[Provided data Boundary: Start]

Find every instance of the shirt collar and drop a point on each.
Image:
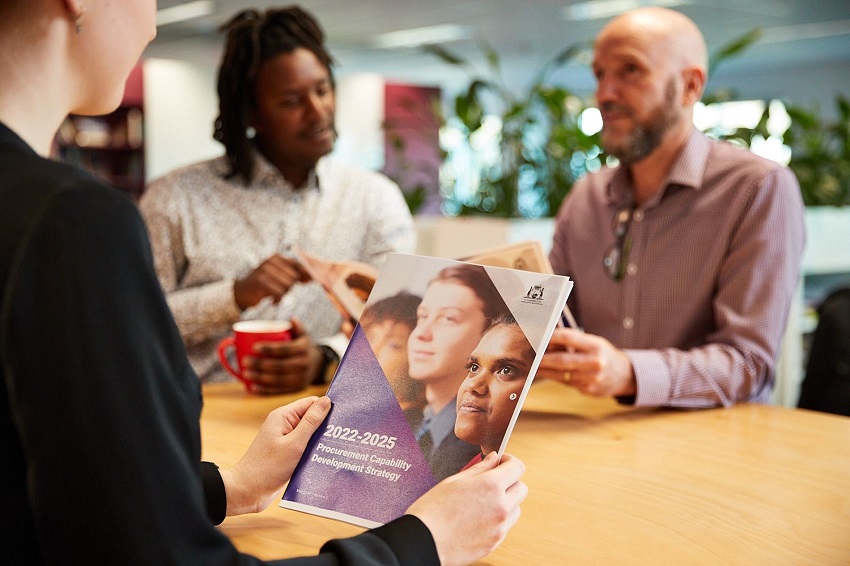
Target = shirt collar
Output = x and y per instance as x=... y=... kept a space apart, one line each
x=687 y=171
x=266 y=173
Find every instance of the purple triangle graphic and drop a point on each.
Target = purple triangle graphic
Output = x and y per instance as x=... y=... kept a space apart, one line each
x=364 y=461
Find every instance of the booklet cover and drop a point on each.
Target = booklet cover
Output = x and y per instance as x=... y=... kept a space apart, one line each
x=469 y=338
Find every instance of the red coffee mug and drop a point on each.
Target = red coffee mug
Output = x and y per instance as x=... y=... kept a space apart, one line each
x=245 y=334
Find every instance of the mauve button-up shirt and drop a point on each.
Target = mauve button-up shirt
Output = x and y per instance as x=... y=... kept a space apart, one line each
x=713 y=266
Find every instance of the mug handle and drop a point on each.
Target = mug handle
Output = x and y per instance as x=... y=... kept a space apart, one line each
x=222 y=357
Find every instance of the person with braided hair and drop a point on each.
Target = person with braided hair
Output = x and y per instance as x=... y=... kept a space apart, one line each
x=99 y=409
x=223 y=231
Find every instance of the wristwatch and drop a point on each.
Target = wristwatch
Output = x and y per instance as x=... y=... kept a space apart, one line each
x=329 y=363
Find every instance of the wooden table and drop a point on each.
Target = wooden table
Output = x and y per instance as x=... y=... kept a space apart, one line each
x=750 y=485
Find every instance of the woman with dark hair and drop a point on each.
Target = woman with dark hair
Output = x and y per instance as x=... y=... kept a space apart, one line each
x=387 y=324
x=99 y=408
x=223 y=231
x=459 y=304
x=496 y=372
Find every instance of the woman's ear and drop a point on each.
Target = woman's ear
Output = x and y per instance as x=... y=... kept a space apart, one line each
x=75 y=9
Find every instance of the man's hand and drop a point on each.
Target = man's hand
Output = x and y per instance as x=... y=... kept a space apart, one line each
x=470 y=513
x=272 y=278
x=589 y=363
x=285 y=366
x=258 y=478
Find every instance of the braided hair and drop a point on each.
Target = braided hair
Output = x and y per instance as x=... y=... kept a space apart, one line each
x=252 y=39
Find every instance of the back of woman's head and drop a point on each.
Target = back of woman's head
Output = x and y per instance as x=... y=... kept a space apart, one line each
x=253 y=38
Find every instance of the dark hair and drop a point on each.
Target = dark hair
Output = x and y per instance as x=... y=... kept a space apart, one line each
x=508 y=319
x=400 y=307
x=475 y=277
x=253 y=38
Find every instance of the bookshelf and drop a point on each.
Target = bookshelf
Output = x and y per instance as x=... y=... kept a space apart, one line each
x=110 y=146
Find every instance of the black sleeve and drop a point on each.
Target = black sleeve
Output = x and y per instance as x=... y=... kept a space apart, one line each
x=215 y=497
x=107 y=407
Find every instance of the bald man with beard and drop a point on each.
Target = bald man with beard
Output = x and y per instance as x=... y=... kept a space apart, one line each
x=686 y=255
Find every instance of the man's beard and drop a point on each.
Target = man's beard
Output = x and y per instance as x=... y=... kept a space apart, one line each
x=646 y=136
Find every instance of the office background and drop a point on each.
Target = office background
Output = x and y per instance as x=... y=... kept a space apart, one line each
x=802 y=56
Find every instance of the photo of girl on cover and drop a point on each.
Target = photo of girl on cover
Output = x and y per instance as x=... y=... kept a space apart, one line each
x=497 y=370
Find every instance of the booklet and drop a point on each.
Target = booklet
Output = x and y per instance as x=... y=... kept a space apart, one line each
x=468 y=336
x=346 y=283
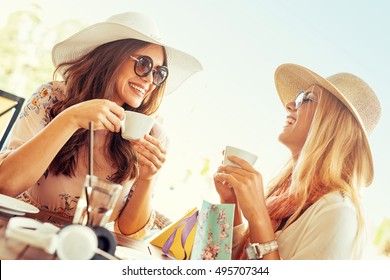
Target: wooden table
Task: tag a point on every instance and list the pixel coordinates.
(15, 250)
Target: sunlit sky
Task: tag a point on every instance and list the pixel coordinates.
(240, 44)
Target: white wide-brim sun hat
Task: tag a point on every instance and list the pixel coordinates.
(127, 25)
(351, 90)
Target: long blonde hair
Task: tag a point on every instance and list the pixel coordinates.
(335, 157)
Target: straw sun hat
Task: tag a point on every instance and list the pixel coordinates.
(352, 91)
(127, 25)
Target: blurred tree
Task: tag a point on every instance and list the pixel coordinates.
(382, 239)
(25, 50)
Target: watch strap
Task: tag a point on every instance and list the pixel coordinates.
(256, 251)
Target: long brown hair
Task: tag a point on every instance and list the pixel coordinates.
(93, 76)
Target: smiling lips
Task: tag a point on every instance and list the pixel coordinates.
(141, 90)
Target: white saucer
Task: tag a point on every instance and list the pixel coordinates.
(12, 212)
(11, 203)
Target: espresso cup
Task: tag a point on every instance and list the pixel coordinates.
(135, 125)
(242, 154)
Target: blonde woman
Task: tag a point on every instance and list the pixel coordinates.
(312, 210)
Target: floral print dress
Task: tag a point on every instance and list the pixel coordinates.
(59, 193)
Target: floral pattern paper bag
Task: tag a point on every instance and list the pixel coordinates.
(214, 232)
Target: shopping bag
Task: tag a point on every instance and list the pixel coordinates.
(214, 232)
(177, 239)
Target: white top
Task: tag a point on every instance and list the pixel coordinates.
(325, 231)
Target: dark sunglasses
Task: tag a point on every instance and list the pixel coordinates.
(303, 97)
(144, 65)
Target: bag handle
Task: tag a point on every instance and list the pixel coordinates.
(189, 224)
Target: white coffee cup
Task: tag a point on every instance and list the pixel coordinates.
(233, 151)
(135, 125)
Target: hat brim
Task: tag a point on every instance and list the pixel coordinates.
(292, 78)
(181, 65)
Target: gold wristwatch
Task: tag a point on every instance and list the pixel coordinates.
(256, 251)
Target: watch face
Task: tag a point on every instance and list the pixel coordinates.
(251, 252)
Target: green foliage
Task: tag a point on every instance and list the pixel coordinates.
(25, 50)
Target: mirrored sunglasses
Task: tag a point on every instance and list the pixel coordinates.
(144, 65)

[Provided data Boundary: End]

• Work request:
Produce the entries above once more, exactly as given, with each picture left out.

• Task response:
Find every instance of the shirt collar and drop a point on each.
Image:
Target = shirt collar
Output = x and y per instance as x=... y=... kept a space apart, one line each
x=687 y=171
x=266 y=173
Find every instance of the purple triangle graphic and drop a point on each.
Target = purple triangle graphic
Output = x and y per instance as x=... y=... kept a space apart, one line each
x=364 y=461
Find every instance of the booklet cover and drop a point on each.
Target = booklet cover
Output = x and y per instance as x=... y=... kept a space apart, one line each
x=469 y=338
Find every instance of the red coffee mug and drop a point on each.
Target = red coffee mug
Output = x and y per instance as x=... y=... kept a space apart, one line each
x=245 y=334
Find every instance of the mauve button-up shirt and drop a point on each.
Target = mauve button-up shirt
Output = x and y per instance as x=... y=... kept a space apart, one line each
x=713 y=266
Find every instance of the mug handle and drop a point on each.
Target = mug handle
Output = x and y per instance as x=... y=... kept a space apart, one line each
x=222 y=357
Find every instance of the person with braided hair and drop a point on each.
Target = person with braided hair
Output = x and y per instance as x=... y=... kept a space apart, one line each
x=99 y=409
x=223 y=231
Find every instance of the wristwatch and drop a point on each.
Target = wristwatch
Output = x and y per instance as x=... y=... kept a space apart, one line each
x=329 y=363
Find every instance of the wooden table and drop a point on each.
Target = wooden table
Output = x and y per instance as x=... y=... kept a space apart, one line each
x=750 y=485
Find every instance of the woman with dark hair and drop a point on each.
Target = woman with dark hair
Output = x and y per instance as x=... y=... kept a space apart, one line each
x=387 y=324
x=99 y=408
x=223 y=231
x=459 y=304
x=496 y=372
Find every instance of the woman's ear and drop a point on each.
Target = woman's ear
Output = x and y per instance as x=... y=... kept a space apart, one line each
x=75 y=9
Find every instance of the man's hand and drop a point on each.
Target = man's hand
Output = x and y per instance as x=... y=... kept a space apart, one line each
x=470 y=513
x=272 y=278
x=589 y=363
x=285 y=366
x=258 y=478
Find every instance of the braided hair and drop a point on each.
Target = braided hair
Output = x and y per instance as x=... y=... kept a space apart, one line each
x=252 y=39
Find every instance of the back of woman's head and drop a point on each.
Target = back of woman's head
Output = x and y per instance as x=... y=... kept a space apart, one line each
x=253 y=38
Find every instance of the dark hair and drop a point on each.
Target = dark hair
Output = x and y per instance as x=... y=... kept a space apart, one line each
x=508 y=319
x=400 y=307
x=475 y=277
x=253 y=38
Find every instance of the bookshelf and drop a point on each.
Target = bookshelf
Output = x and y per instance as x=... y=... kept a space apart, one line each
x=110 y=146
Find every instance of the black sleeve and drop a point on each.
Target = black sleeve
Output = x and y per instance as x=... y=... kept a space apart, one line each
x=215 y=497
x=107 y=407
Find every instance of the bald man with beard and drop a point on each.
Target = bald man with beard
Output = x and y per instance as x=... y=... kept a space apart, one line each
x=686 y=255
Find every instance of the man's beard and drop a point on each.
Target = man's beard
Output = x and y per instance as x=... y=... kept a space apart, one line each
x=646 y=136
Find every instance of the office background and drop a point on each.
Target = office background
Output = x and y per instance as x=... y=... kept a space apart, one line each
x=802 y=56
Find every instance of the photo of girl on cover and drop a point on each.
Target = photo of girl on cover
Output = x and y per instance as x=... y=... kept a space apart, one line each
x=497 y=370
Find every instance of the booklet and drop a point on each.
Target = booklet
Output = x and y per instance as x=... y=... kept a space apart, one line each
x=468 y=336
x=346 y=283
Target: wooden table
Task: tag a point on every instance and list the pixel coordinates.
(15, 250)
Target: sunlit sky
Task: tag a point on every instance and list the pixel coordinates.
(240, 44)
Target: white wide-brim sun hat
Task: tag a point on every instance and list the pixel coordinates.
(127, 25)
(351, 90)
Target: long blonde hair
Task: tag a point on every instance and list the pixel coordinates.
(335, 157)
Target: straw sun hat
Task: tag a point on every instance and list the pixel coordinates.
(352, 91)
(127, 25)
Target: blurred tree
Task: tag a point on every instance and list the pixel coordinates.
(382, 239)
(25, 50)
Target: watch strap
Task: tag a point on every instance and list the pixel coordinates.
(256, 251)
Target: long brown hair
Task: tag a point on every instance and list the pixel coordinates.
(93, 76)
Target: smiling lips
Task: tag a point on every instance and list the pixel coordinates.
(141, 90)
Target: white saucer
Task: tag a point on every instance and list the pixel coordinates.
(12, 212)
(11, 203)
Target: espresso cup
Task: tag a point on every instance and list the pixel coordinates.
(135, 125)
(242, 154)
Target: blonde woman
Task: tag a point on every instance and list the pixel coordinates.
(312, 210)
Target: floral print dress
Task: tag a point on every instance and list the pixel coordinates.
(59, 193)
Target: floral pattern paper bag
Task: tag a point on every instance and list the pixel coordinates.
(214, 232)
Target: shopping bag
Task: tag a point on every instance and list the pixel coordinates.
(214, 232)
(177, 239)
Target: white top
Task: tag a point on every instance and list the pixel coordinates.
(325, 231)
Target: dark sunglasses
Task: tag a point on every instance and list the pixel coordinates.
(303, 97)
(144, 65)
Target: bag handle
Task: tag a point on every instance and list the pixel coordinates.
(189, 224)
Target: white coffee cup
Task: tag a point on every instance and list the pixel coordinates.
(233, 151)
(135, 125)
Target: hat brim
Task: tag a point on every instance and list the pixel coordinates.
(292, 78)
(181, 65)
Target: gold wristwatch
Task: tag a point on every instance and list the pixel coordinates.
(256, 251)
Target: watch face
Task: tag a point on every instance and list the pixel coordinates.
(251, 252)
Target: green foliage
Task: tag a point on every instance and list the pixel coordinates.
(25, 50)
Target: mirrored sunglasses
Task: tag a point on every instance and list the pixel coordinates.
(144, 65)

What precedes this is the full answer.